Raw records:
=======
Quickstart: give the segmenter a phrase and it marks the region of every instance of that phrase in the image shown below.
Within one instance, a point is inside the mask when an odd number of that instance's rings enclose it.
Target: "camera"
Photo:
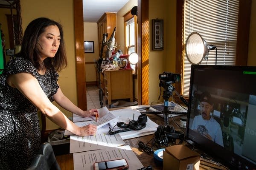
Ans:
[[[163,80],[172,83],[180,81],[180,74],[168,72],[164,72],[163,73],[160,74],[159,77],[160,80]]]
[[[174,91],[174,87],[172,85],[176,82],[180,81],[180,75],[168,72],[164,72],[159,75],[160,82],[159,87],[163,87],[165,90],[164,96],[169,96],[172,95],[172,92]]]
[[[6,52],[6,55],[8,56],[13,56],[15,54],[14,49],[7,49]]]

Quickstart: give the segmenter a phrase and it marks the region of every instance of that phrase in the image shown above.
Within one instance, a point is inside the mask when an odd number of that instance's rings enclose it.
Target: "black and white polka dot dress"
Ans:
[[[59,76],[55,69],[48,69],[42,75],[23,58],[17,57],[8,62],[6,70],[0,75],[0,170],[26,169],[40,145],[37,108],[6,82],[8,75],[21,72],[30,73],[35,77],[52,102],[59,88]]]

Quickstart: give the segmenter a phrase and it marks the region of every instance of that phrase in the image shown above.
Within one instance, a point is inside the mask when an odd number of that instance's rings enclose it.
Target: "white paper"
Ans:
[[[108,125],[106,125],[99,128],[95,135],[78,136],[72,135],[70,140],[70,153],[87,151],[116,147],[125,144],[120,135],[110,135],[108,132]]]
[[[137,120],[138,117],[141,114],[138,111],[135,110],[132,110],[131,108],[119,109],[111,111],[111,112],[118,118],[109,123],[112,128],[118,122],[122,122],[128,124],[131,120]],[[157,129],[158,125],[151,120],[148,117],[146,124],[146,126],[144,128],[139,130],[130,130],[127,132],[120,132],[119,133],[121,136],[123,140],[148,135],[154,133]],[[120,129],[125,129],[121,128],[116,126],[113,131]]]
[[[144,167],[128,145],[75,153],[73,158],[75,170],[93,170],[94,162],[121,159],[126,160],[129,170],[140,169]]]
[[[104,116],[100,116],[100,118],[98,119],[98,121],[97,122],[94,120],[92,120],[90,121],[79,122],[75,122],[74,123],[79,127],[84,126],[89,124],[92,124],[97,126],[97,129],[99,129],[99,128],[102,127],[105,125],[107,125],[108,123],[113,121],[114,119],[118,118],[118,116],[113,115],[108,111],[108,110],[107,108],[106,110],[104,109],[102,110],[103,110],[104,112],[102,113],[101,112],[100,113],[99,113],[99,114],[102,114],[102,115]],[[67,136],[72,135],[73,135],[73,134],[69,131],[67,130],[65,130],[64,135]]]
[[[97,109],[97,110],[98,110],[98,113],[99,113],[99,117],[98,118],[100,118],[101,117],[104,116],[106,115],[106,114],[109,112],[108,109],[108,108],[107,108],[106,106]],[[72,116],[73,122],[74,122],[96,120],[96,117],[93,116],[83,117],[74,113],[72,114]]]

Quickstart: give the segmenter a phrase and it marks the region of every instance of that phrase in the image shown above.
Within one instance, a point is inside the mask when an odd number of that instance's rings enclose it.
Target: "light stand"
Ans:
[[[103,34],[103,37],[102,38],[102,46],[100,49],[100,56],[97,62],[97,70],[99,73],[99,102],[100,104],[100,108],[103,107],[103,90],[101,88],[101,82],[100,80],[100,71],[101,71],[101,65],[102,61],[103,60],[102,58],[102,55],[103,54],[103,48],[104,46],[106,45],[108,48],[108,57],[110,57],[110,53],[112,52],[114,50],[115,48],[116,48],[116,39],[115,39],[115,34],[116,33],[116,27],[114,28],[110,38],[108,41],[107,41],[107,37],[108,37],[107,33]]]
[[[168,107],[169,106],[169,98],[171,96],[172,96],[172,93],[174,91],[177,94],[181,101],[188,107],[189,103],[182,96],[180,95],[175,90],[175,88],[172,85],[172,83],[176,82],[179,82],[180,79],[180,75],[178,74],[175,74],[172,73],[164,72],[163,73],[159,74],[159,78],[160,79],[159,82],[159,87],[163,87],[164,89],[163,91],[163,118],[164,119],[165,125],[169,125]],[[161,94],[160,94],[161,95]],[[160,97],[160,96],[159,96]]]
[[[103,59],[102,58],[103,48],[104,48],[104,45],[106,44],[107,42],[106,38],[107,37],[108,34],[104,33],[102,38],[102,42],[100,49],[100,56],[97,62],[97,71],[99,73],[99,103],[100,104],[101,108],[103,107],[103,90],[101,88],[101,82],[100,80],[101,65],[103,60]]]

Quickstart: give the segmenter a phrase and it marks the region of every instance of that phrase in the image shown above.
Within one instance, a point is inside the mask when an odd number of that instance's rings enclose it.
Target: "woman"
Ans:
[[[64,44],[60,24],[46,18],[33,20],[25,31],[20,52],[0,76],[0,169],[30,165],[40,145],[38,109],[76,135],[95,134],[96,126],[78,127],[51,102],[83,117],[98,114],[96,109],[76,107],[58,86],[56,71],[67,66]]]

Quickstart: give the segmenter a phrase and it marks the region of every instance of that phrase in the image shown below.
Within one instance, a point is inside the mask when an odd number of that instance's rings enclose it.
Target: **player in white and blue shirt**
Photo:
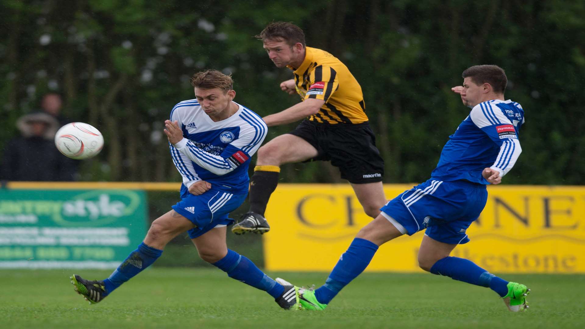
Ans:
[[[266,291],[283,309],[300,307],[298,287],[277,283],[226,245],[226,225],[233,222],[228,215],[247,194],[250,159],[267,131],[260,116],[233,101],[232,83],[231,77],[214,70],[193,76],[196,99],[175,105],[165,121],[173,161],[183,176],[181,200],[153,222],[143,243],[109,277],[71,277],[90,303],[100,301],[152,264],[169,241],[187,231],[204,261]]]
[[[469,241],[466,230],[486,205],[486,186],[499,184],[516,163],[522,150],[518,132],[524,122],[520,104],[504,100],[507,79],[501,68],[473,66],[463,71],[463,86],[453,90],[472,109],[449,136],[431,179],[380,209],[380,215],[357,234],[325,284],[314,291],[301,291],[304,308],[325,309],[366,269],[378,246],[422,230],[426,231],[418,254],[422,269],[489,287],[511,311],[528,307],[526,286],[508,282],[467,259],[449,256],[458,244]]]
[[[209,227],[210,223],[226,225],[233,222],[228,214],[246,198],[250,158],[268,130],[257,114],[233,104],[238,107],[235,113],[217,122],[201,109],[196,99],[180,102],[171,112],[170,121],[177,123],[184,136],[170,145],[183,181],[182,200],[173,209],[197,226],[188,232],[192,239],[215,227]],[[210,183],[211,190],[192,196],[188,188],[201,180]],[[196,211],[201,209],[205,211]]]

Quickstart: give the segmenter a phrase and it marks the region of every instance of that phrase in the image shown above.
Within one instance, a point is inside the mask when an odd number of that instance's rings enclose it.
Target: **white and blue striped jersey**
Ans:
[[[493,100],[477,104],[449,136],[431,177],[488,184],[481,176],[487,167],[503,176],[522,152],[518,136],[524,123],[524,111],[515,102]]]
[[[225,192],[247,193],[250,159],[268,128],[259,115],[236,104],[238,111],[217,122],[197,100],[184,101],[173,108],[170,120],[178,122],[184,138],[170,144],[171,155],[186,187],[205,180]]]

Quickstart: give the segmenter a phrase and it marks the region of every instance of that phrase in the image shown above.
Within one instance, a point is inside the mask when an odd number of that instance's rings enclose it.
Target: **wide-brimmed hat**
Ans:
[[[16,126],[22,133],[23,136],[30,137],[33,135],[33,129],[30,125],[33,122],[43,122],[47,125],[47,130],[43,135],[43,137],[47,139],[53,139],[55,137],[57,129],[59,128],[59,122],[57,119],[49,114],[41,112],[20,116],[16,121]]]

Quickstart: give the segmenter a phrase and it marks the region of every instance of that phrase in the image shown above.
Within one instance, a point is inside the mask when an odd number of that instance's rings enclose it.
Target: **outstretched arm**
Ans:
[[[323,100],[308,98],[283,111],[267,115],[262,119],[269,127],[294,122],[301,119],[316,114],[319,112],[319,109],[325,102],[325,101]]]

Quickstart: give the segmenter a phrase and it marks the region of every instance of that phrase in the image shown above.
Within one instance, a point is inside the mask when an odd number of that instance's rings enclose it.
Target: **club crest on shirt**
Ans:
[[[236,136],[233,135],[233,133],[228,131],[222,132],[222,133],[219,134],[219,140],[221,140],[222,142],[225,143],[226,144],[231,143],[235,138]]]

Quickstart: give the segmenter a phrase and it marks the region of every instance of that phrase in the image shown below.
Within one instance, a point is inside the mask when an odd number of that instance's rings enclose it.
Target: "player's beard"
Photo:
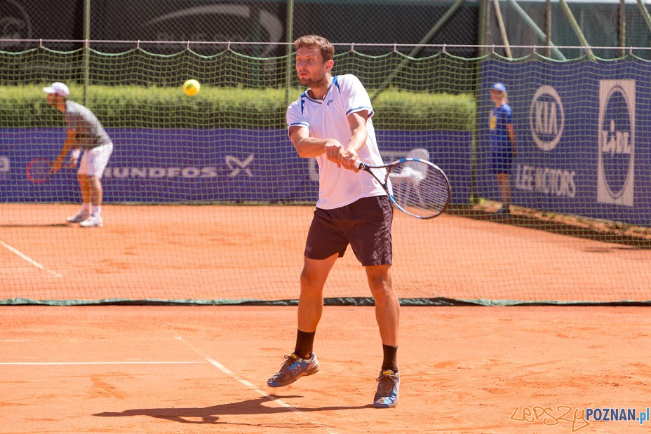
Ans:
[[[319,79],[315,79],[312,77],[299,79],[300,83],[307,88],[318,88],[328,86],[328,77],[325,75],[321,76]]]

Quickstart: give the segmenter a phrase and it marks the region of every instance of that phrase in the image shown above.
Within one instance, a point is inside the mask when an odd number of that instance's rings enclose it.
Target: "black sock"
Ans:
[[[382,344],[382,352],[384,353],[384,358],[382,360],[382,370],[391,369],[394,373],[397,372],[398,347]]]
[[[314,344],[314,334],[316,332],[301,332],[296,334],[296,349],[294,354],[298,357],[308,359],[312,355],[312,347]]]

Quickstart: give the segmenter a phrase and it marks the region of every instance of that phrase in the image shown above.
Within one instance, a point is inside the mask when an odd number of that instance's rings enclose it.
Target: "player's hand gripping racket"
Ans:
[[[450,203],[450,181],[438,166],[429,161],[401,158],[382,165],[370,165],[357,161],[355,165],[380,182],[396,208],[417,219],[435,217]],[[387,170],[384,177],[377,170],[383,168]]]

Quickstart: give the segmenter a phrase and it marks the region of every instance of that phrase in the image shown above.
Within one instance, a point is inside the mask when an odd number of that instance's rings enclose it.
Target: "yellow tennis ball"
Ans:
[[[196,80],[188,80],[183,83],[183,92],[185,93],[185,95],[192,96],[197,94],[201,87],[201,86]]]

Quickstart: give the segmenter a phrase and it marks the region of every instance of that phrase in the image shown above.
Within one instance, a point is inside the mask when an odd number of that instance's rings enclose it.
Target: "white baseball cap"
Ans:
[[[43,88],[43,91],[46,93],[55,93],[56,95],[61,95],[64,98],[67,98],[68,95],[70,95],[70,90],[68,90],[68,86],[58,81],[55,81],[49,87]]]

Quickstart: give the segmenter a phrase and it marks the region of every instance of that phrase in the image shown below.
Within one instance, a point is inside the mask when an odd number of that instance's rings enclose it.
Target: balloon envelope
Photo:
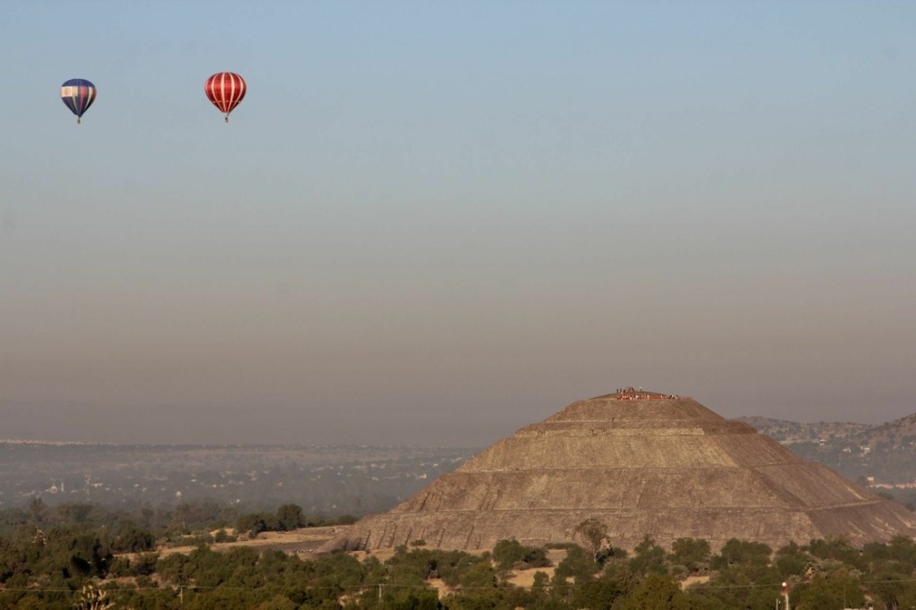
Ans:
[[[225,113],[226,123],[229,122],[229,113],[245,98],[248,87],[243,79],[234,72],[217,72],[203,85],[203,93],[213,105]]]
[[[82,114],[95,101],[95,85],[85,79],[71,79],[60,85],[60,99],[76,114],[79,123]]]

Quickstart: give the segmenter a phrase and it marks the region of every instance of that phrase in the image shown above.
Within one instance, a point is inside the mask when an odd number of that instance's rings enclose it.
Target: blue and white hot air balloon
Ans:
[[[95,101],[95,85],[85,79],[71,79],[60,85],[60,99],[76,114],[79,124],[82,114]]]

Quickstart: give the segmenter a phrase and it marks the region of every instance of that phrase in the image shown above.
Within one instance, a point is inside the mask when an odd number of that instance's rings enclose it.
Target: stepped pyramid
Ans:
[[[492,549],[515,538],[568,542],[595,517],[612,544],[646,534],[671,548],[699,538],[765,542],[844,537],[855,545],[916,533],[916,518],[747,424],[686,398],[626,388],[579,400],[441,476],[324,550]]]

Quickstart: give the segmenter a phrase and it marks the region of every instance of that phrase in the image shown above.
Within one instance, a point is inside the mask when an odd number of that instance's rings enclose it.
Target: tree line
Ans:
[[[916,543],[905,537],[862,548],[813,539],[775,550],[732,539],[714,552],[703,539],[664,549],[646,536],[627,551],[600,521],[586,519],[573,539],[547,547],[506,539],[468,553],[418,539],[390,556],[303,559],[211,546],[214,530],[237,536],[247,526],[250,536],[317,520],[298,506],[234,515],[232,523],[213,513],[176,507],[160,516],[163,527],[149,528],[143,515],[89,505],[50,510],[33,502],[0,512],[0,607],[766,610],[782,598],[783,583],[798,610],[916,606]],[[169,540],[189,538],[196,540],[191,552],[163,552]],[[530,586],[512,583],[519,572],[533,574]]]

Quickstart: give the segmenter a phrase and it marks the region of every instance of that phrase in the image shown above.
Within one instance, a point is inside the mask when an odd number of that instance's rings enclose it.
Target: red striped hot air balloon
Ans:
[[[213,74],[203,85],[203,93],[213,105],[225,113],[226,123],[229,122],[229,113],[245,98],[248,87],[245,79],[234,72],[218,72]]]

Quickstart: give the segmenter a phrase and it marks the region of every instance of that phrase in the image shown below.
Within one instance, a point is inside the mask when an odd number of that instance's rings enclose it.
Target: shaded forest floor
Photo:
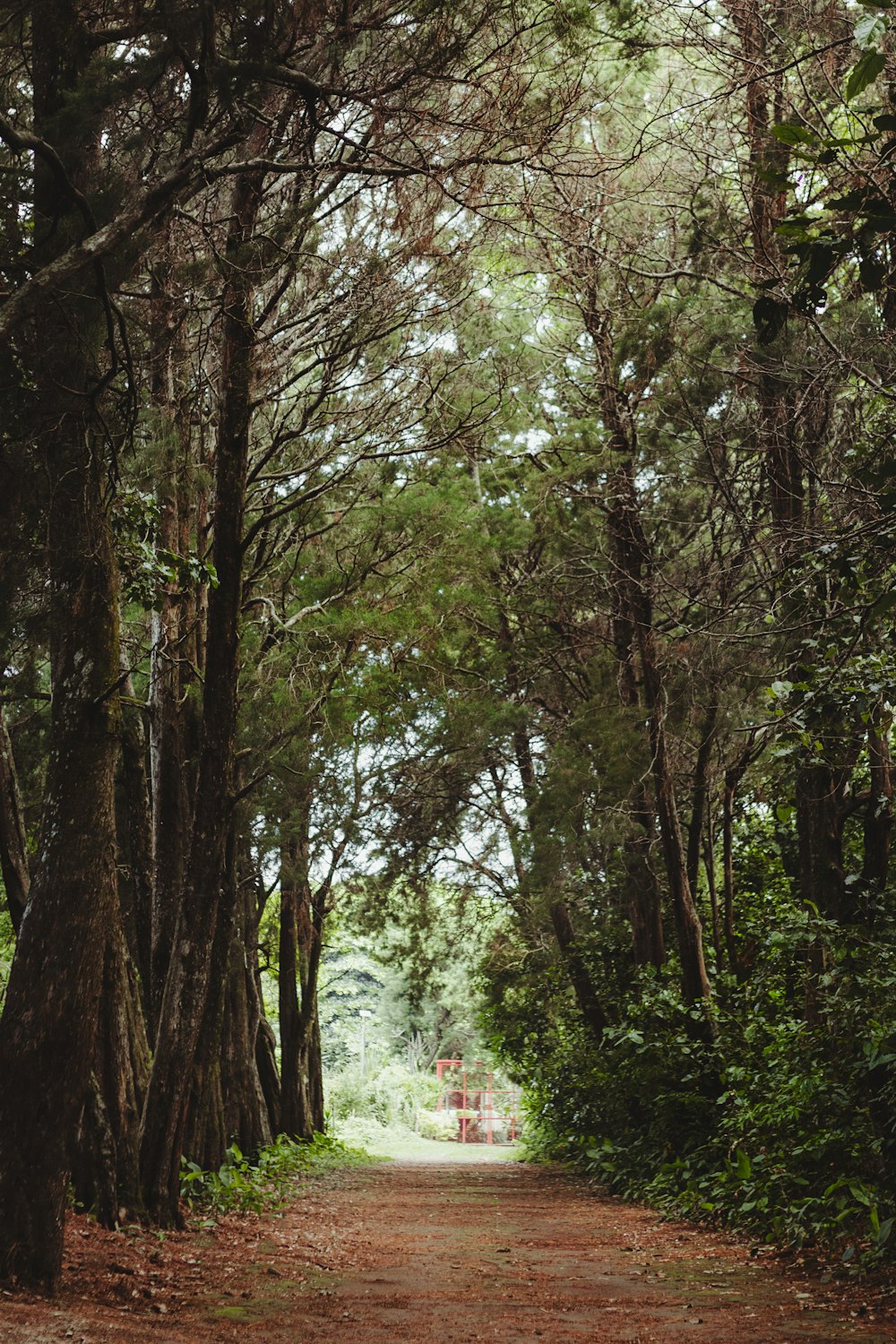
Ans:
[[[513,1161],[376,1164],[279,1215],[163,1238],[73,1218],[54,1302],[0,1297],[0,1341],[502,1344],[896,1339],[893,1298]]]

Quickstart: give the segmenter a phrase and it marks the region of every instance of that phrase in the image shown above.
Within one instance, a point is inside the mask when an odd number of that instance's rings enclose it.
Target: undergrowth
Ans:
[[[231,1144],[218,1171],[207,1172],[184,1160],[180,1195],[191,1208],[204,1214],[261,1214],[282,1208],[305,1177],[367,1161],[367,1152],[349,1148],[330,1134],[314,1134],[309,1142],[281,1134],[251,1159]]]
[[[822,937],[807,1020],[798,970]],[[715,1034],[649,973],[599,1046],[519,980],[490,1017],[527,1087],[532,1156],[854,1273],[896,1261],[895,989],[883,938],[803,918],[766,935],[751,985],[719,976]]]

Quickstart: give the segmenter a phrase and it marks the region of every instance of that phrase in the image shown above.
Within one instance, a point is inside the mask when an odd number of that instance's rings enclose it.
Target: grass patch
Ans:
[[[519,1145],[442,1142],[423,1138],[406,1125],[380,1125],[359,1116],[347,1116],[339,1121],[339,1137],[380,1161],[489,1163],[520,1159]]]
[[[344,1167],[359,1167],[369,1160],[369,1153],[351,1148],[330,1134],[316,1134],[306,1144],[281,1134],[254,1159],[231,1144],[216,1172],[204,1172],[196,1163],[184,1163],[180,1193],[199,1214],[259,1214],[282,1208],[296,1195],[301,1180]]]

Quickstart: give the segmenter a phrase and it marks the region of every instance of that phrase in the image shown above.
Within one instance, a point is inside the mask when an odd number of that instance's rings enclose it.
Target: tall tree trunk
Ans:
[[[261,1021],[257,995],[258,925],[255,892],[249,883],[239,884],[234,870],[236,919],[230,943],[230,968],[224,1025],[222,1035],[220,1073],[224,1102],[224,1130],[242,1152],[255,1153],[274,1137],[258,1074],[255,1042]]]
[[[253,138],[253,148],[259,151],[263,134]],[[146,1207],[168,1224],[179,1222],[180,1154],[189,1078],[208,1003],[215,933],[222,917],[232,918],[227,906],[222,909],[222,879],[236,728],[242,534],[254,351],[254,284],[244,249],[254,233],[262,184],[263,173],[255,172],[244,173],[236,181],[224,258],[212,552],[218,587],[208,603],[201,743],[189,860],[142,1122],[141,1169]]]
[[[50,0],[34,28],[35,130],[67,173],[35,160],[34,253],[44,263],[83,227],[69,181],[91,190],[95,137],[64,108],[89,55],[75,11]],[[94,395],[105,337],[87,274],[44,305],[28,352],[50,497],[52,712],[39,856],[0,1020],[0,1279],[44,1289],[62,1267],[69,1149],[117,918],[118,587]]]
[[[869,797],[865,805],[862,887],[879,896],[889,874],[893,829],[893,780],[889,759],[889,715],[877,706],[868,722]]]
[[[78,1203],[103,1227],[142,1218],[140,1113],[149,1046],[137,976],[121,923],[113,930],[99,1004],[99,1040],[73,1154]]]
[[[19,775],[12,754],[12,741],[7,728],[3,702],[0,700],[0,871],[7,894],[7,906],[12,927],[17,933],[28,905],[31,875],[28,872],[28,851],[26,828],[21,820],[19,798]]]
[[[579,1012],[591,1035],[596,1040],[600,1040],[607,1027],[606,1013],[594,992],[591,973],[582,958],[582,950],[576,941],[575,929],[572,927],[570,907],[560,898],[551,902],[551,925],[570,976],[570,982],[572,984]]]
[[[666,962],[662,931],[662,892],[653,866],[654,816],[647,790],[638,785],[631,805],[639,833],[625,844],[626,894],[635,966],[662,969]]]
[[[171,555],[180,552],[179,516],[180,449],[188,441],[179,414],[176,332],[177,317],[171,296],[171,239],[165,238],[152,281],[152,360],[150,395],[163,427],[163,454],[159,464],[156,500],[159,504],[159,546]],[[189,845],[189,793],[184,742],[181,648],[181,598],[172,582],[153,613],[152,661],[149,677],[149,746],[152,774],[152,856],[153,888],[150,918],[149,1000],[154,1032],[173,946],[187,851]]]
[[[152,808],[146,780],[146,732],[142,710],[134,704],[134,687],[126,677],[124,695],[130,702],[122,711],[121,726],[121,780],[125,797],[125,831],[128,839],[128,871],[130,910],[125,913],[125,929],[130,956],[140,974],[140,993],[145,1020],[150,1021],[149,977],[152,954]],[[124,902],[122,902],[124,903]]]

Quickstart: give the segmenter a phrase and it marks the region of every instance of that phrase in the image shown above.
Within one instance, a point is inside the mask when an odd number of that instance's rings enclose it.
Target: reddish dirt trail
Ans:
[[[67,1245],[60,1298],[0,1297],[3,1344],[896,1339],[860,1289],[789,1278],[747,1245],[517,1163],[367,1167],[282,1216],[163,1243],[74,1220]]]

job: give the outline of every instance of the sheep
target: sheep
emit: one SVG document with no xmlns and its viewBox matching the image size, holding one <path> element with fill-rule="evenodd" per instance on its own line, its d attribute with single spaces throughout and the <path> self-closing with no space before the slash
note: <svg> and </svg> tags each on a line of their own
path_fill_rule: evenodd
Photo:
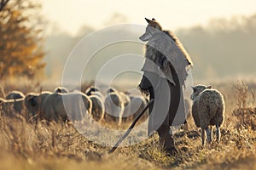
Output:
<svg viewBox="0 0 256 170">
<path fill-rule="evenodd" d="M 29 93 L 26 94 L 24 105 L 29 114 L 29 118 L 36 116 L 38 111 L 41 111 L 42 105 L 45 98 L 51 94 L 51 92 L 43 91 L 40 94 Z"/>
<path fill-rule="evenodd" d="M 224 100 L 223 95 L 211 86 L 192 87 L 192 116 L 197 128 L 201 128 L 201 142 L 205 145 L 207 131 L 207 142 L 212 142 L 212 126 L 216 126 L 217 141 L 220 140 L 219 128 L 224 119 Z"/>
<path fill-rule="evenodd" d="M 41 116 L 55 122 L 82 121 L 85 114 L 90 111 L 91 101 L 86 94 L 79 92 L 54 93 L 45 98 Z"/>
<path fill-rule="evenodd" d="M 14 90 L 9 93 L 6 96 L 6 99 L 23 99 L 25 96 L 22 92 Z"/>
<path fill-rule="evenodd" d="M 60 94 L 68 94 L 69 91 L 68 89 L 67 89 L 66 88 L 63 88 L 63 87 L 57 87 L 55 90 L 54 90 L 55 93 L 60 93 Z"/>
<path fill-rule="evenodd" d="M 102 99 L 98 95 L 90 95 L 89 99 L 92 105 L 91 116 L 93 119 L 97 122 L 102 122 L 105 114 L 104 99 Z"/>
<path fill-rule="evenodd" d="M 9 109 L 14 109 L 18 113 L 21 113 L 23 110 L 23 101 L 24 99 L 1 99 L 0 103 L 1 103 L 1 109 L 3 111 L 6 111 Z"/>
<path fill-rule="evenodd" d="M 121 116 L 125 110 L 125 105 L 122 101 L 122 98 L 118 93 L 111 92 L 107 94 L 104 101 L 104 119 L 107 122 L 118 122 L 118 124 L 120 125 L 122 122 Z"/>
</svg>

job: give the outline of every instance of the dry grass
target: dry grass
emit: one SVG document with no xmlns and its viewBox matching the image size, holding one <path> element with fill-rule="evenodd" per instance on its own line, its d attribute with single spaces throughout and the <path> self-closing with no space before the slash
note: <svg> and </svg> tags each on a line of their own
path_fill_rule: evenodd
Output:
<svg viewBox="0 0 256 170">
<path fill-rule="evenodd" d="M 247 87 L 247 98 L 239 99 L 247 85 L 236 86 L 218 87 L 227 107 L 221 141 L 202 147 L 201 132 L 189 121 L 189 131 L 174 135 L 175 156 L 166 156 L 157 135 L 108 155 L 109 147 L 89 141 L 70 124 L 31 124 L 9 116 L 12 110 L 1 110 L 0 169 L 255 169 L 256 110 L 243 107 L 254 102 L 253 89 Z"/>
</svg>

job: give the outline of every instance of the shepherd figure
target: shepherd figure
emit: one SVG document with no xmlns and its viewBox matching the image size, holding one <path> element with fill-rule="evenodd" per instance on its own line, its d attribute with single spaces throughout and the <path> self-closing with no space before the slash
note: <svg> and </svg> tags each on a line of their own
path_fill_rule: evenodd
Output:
=======
What is needed: Extract the lines above from the one containing "job: give the outline of every instance of the shepherd" to the last line, both included, exactly as written.

Task solution:
job: give the outline of every instance of the shepherd figure
target: shepherd figure
emit: one SVG document with no xmlns and its viewBox matching the image size, holding one <path> element with fill-rule="evenodd" per instance on its own line, its d attribute with single spaces throughout and the <path> self-closing with no space before the slash
note: <svg> and </svg> tags each on a line of their own
path_fill_rule: evenodd
Output:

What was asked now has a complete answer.